§ **Page**:
-=-=-

Isn't there another way, without giving the name to the constructor as an argument?

Yes, supply the name as a static constant:

class MyClass
{
public:
const char * get_class_name(void)
{ return class_name;} // option #2
static const char class_name[];
};

const char MyClass::class_name[] = "MyClass";

I think he's looking for the identifier of each
specific instance, not for the name of the class.

-Mike

Mike Wahler wrote:

Thomas Matthews <Th**********************@sbcglobal.net> wrote in message
news:nY***************@newssvr32.news.prodigy.com. ..

Thomas Baier wrote:

> Isn't there another way, without giving the name to the constructor as an > argument?

Yes, supply the name as a static constant:

class MyClass
{
public:
const char * get_class_name(void)
{ return class_name;} // option #2
static const char class_name[];
};

const char MyClass::class_name[] = "MyClass";

I think he's looking for the identifier of each
specific instance, not for the name of the class.

-Mike

Right. I want to have a Tree class were you can get the name of every single
tree in order to show the hole tree graphically.

Thomas Matthews wrote:

Thomas Baier wrote:

Isn't there another way, without giving the name to the constructor as an
argument?

Yes, supply the name as a static constant:

class MyClass
{
public:
const char * get_class_name(void)
{ return class_name;} // option #2
static const char class_name[];
};

const char MyClass::class_name[] = "MyClass";

In that cas, isn't it better using RTTI mechanism instead of your method ?

Michael

Demanet Michael wrote:

In that cas, isn't it better using RTTI mechanism instead of your method ?

Not if you want the names to be meaningful. The typeinfo::name() field isn't
guaranteed to be overly useful.

-=-=-

§ **Data provided**:
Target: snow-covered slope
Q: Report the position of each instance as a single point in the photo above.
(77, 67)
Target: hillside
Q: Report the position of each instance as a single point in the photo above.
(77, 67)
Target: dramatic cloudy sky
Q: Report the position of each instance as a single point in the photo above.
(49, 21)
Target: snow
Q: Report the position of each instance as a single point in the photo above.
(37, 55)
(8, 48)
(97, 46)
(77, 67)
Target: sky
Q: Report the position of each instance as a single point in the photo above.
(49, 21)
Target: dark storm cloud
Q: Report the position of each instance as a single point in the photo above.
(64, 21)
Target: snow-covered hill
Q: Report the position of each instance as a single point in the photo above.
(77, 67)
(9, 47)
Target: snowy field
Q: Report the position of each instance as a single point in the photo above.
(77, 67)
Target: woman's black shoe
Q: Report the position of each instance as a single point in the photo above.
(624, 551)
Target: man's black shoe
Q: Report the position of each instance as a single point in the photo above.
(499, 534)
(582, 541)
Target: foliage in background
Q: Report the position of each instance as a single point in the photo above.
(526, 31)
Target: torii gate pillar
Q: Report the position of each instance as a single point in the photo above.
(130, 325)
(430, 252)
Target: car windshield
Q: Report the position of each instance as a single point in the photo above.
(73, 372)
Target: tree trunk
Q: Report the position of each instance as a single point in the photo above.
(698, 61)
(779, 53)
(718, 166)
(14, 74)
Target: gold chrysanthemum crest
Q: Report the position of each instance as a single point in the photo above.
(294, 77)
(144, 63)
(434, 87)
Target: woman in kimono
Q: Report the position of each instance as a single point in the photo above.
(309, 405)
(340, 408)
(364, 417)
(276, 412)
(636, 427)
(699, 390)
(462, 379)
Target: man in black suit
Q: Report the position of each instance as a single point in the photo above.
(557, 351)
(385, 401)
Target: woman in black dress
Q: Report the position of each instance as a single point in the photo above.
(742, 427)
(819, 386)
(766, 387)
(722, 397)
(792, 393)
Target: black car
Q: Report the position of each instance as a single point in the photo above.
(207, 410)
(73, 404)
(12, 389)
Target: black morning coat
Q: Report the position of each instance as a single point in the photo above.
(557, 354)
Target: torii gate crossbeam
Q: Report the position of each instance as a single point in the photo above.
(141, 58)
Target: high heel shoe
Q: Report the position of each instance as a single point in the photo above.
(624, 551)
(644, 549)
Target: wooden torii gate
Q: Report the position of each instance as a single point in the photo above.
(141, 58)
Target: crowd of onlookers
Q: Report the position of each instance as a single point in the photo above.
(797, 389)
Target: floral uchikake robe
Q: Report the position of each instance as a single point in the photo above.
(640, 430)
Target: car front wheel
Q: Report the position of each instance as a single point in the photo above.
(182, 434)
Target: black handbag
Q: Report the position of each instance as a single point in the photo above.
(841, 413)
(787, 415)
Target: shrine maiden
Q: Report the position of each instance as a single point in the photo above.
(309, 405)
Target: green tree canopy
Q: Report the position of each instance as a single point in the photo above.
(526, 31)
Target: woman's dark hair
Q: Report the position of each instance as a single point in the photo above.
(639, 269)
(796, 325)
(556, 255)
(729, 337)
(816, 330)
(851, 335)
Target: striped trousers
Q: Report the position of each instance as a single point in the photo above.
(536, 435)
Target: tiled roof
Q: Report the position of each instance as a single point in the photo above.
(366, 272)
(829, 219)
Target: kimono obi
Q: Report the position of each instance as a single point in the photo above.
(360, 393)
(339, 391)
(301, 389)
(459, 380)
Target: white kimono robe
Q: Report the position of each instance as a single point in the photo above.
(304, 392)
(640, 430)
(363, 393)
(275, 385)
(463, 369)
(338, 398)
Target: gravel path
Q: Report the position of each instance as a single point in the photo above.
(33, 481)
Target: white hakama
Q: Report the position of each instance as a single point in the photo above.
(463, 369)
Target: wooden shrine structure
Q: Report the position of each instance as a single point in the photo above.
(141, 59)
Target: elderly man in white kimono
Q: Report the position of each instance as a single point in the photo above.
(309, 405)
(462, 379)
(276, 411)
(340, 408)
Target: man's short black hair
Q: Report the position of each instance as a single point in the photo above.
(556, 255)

-=-=-

§ **What this task involves**:
In the thread on class names in C++, list each distinct person named in a line that contains the word "wrote".

§ **Response to this exercise**:
Mike Wahler, Thomas Matthews, Thomas Baier, Demanet Michael